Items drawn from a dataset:
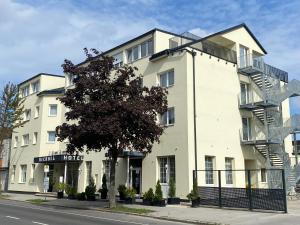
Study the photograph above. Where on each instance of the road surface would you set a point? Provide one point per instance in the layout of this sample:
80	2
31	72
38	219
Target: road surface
19	213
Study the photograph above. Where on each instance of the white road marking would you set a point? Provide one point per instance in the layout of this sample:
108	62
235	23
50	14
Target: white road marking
77	214
39	223
12	217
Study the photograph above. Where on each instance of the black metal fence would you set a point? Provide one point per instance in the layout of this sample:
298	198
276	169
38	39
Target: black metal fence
249	189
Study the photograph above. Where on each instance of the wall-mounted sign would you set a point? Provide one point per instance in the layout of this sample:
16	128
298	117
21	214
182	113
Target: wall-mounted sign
58	158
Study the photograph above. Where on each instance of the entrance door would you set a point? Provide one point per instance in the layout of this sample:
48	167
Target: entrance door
136	179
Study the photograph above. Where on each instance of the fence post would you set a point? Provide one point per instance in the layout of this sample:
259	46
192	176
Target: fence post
220	188
284	190
249	190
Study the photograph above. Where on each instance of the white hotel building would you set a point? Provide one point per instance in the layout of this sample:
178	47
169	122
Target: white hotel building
226	111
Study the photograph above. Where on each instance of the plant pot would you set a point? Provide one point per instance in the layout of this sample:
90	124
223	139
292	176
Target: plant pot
147	202
103	195
160	203
91	197
173	201
195	202
60	194
129	200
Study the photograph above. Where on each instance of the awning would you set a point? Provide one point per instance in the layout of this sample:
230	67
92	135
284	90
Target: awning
58	159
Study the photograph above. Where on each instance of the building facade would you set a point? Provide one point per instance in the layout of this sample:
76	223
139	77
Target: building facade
227	110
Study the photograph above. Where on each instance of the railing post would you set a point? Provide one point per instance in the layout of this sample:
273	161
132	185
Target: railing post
284	191
220	188
249	190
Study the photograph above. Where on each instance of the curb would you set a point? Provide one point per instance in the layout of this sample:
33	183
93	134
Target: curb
127	213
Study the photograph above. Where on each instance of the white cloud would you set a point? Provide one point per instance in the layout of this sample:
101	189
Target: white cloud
38	38
199	32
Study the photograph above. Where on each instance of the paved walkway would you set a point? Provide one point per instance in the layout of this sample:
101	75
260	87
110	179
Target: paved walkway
184	212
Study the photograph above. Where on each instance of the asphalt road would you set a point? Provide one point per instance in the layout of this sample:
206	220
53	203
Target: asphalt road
19	213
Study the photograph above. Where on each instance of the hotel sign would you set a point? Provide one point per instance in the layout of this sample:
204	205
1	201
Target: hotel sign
58	158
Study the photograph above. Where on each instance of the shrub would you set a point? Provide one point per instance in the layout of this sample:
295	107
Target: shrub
149	195
172	189
158	192
122	191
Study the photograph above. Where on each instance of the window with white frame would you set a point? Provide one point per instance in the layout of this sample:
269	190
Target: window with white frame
166	169
139	51
51	136
168	118
34	139
23	173
25	140
88	167
27	114
106	170
263	175
228	170
35	87
118	59
37	112
13	174
53	110
16	142
25	91
209	167
167	78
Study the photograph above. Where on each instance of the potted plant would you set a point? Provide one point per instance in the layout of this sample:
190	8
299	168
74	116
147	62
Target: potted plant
194	195
158	197
122	191
148	197
103	190
130	196
172	200
90	191
60	187
81	196
71	192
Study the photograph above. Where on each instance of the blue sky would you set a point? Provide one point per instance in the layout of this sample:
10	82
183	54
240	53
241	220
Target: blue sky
37	35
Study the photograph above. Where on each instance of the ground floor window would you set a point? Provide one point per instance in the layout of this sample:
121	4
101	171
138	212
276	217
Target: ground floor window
166	169
106	170
263	175
228	170
209	167
23	173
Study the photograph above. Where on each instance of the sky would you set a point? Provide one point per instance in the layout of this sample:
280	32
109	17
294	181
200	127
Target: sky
37	35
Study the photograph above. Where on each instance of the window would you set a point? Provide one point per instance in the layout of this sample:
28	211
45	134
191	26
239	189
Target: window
244	94
51	136
36	87
168	118
106	170
16	141
25	91
27	115
36	112
25	140
88	165
139	51
167	79
118	59
23	173
263	175
13	174
228	170
34	140
166	169
209	167
52	110
246	129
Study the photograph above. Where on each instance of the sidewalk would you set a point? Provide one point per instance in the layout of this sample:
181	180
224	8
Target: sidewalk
186	213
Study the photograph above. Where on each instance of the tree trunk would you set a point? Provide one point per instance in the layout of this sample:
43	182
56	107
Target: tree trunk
112	184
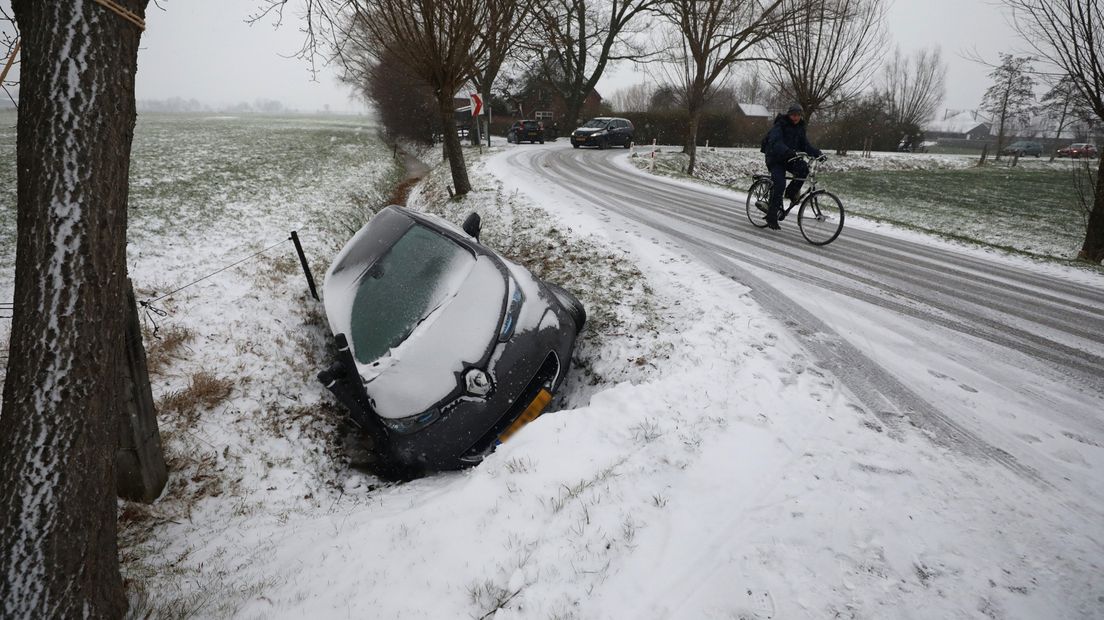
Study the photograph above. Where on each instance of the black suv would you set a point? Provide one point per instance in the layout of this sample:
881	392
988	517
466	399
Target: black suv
532	130
603	132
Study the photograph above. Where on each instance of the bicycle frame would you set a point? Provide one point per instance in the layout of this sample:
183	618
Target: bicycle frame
820	214
810	180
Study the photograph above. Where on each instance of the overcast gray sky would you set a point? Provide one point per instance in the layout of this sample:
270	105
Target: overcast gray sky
204	50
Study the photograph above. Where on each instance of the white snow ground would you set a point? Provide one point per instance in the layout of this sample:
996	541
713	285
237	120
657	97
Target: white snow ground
725	477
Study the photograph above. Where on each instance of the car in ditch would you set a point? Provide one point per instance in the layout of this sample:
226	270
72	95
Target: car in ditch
604	132
445	348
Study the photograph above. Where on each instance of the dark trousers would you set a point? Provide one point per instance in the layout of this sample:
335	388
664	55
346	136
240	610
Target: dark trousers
798	169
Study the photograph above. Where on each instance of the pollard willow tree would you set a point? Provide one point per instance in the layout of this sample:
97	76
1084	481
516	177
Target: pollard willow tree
829	52
914	86
575	41
711	36
1011	97
437	40
1070	34
61	398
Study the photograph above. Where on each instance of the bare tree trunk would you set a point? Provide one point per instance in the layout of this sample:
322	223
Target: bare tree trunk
61	401
453	149
692	126
1093	247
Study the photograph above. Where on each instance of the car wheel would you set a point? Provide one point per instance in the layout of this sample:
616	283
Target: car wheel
573	306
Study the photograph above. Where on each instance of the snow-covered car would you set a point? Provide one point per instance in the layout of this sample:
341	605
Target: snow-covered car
1078	150
445	349
531	130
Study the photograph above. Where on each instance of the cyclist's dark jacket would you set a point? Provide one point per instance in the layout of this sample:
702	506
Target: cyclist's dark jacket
785	139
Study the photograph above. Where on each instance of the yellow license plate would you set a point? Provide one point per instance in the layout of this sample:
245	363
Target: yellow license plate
531	413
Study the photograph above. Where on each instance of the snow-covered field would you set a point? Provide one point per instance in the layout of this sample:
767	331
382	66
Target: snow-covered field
700	463
1031	209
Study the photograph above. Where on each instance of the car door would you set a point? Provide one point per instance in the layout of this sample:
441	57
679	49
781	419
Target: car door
621	131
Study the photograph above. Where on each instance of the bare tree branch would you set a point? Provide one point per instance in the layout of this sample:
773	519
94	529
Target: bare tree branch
829	53
1070	34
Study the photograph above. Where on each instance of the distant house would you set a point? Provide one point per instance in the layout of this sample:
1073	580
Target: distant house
542	103
968	125
754	110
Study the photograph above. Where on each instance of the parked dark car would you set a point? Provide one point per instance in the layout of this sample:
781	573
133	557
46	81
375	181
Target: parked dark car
1022	148
1078	150
531	130
603	132
445	349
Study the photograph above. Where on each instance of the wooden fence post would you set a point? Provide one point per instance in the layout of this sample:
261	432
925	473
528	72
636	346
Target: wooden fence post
140	469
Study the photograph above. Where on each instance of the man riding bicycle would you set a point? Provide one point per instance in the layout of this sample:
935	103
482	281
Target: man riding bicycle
782	145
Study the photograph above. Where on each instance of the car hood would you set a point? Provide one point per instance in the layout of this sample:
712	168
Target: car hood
426	366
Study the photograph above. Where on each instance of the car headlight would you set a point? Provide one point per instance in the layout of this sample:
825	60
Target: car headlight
477	383
512	310
412	424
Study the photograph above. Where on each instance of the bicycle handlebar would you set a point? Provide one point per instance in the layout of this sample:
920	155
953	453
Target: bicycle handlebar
807	156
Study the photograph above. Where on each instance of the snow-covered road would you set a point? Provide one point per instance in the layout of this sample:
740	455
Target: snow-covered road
994	357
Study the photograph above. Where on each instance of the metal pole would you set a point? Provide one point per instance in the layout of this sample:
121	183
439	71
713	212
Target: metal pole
306	268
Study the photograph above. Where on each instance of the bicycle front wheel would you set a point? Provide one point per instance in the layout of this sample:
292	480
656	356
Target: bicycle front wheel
759	199
820	218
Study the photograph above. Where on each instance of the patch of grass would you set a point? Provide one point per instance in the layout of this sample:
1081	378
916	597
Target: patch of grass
204	392
1025	210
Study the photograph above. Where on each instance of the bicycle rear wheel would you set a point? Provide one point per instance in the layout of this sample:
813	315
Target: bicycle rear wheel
820	217
759	195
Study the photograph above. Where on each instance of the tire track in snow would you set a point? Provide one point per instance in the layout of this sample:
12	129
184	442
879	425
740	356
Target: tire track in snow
953	290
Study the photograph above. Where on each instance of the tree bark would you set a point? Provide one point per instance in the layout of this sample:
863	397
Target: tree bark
1093	248
453	149
694	121
61	399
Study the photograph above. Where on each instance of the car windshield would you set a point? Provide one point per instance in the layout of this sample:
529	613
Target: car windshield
421	271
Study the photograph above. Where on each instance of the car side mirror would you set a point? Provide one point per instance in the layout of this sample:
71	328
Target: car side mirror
471	225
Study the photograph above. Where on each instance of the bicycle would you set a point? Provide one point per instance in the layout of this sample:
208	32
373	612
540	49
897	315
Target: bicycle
820	216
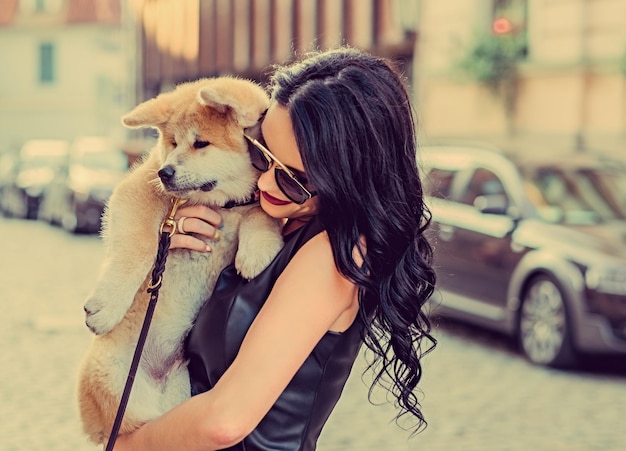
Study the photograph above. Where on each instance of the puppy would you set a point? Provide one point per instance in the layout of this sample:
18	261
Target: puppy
200	156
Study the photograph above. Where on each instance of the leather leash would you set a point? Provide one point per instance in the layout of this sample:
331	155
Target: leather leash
153	290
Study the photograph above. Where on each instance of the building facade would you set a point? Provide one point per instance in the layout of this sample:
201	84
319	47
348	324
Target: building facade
65	69
570	86
186	39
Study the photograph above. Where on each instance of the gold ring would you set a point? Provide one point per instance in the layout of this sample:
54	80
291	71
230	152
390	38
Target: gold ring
181	222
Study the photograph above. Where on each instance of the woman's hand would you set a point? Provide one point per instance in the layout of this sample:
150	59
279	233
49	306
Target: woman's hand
197	219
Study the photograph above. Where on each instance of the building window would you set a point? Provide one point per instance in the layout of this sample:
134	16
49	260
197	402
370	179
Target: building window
46	63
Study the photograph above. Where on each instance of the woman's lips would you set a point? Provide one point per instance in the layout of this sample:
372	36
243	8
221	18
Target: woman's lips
272	200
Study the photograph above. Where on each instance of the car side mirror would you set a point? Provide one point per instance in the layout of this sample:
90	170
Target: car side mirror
492	204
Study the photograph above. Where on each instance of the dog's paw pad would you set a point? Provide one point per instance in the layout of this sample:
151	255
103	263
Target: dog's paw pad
101	318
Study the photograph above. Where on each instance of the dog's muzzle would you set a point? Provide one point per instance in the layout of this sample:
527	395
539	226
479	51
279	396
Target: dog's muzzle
167	174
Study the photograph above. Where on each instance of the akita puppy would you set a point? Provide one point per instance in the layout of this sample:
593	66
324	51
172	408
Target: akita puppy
201	156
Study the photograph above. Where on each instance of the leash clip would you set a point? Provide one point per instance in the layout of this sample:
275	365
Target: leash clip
170	220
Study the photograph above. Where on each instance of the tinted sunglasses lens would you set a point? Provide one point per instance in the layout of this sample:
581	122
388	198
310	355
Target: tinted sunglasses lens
289	187
258	158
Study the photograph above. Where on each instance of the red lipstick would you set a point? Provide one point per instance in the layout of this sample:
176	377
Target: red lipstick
272	200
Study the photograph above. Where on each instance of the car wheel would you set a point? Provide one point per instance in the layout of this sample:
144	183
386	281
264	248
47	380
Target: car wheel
544	327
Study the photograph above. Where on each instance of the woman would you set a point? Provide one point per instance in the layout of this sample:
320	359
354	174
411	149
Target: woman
269	357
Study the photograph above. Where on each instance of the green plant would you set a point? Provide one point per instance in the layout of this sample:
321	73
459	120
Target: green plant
493	60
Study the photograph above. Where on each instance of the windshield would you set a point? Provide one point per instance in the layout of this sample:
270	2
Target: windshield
578	195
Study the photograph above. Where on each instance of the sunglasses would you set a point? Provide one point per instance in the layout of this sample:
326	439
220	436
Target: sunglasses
291	187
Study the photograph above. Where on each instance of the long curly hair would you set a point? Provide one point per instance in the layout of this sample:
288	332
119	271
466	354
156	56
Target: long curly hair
355	128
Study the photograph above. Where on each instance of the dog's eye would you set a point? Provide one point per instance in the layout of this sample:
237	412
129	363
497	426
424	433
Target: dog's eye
200	144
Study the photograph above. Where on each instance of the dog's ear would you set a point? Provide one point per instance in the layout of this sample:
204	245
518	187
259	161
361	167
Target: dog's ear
244	99
151	113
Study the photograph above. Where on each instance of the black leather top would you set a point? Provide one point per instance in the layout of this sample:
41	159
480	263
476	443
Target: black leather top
296	419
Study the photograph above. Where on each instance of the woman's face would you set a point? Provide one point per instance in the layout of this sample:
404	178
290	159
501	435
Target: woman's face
278	134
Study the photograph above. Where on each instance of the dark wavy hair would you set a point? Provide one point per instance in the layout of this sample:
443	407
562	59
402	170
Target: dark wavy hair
354	126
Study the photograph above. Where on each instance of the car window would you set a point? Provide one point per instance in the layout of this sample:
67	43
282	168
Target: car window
579	196
439	183
483	183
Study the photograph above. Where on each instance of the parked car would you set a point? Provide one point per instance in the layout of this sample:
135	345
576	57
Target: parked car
532	247
8	169
76	198
39	162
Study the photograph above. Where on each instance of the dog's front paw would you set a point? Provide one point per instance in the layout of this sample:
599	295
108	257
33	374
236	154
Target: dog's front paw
101	317
253	257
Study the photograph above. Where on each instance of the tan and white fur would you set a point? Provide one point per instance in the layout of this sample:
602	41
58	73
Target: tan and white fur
201	156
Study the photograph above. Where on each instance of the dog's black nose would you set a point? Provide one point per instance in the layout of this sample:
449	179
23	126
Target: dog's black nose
167	173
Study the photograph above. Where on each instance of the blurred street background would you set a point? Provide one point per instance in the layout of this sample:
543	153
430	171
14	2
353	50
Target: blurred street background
521	108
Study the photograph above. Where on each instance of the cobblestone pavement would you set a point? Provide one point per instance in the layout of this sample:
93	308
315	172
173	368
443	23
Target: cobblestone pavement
477	395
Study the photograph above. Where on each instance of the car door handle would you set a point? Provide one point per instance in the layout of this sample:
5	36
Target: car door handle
446	232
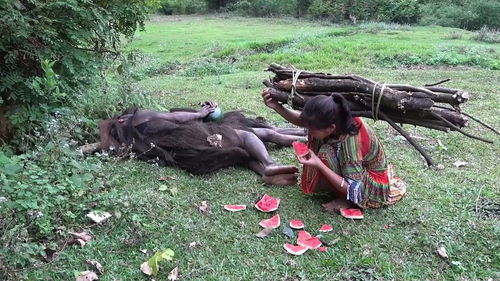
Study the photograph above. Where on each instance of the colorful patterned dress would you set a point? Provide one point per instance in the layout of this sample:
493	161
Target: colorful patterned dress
361	161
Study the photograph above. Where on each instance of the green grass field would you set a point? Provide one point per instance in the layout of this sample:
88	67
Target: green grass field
185	60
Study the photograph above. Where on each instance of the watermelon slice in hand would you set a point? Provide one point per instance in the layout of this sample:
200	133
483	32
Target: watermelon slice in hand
296	224
267	204
326	228
235	208
355	214
295	249
300	148
273	222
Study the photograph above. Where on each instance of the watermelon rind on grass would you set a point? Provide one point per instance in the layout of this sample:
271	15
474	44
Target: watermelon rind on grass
267	204
326	228
235	208
355	214
273	222
296	224
296	250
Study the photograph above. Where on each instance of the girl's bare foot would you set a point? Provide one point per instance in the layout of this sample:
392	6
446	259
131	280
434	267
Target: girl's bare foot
272	170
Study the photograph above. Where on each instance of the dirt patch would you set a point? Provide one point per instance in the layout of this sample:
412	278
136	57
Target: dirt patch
436	67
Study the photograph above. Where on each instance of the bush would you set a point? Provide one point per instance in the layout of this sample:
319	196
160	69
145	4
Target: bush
468	15
183	7
263	8
51	49
488	35
399	11
35	204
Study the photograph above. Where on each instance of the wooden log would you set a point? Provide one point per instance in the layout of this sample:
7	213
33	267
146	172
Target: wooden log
393	99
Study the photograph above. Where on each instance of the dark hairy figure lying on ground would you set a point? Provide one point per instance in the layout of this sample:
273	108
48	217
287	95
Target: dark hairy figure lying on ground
181	138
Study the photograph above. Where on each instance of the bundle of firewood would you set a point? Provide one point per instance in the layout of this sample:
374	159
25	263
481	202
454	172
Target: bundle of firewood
430	106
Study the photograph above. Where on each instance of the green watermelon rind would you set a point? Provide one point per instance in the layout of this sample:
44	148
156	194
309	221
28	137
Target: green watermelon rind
265	198
263	222
288	246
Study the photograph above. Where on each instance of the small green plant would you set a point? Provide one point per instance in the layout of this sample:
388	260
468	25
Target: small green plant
486	34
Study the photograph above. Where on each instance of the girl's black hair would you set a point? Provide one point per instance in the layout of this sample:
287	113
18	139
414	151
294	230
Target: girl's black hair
323	111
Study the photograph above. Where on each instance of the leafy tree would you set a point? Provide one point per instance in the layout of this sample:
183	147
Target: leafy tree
64	41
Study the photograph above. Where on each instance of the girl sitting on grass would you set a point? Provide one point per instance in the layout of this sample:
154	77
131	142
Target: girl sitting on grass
345	156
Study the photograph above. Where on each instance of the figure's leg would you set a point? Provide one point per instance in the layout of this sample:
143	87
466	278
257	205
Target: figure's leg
256	148
291	131
269	135
280	179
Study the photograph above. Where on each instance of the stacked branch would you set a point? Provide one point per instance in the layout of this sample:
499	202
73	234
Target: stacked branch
430	106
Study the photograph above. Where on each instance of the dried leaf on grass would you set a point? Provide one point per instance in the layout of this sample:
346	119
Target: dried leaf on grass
98	217
265	232
97	265
87	276
174	274
80	237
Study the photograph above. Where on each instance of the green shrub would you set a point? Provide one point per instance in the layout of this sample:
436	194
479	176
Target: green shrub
263	8
36	203
488	35
399	11
471	15
183	7
51	49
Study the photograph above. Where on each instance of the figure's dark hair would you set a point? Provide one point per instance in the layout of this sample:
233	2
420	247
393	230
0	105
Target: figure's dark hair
323	111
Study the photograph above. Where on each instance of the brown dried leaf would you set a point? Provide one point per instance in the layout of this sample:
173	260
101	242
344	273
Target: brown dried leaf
146	269
265	232
87	276
174	274
98	217
442	252
97	265
81	235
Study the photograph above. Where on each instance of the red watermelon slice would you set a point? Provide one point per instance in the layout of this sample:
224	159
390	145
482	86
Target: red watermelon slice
311	243
235	208
273	222
326	228
354	214
303	235
295	249
300	148
296	224
322	249
267	204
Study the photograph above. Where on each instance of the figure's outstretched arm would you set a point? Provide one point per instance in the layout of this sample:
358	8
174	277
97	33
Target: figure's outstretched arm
292	116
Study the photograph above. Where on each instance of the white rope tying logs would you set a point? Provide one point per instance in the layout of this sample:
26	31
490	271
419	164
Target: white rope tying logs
376	106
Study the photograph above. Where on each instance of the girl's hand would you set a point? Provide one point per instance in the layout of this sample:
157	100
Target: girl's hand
310	159
268	100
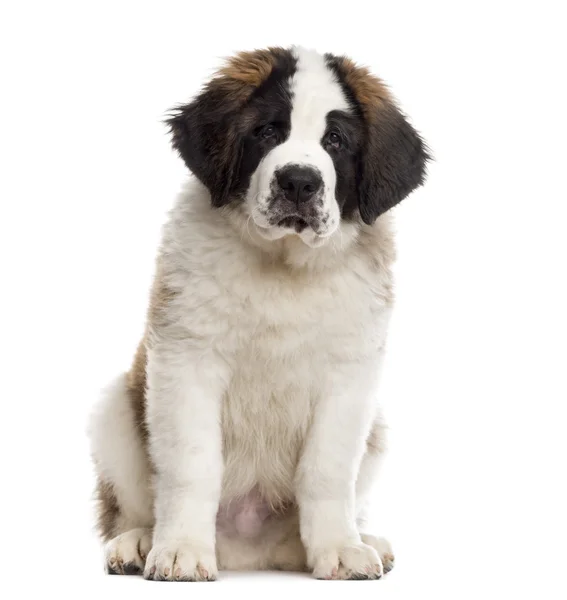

Exercise: Count the lines of the records that contain the string "tying", with case counting, and give only the number.

Result of this exercise: 2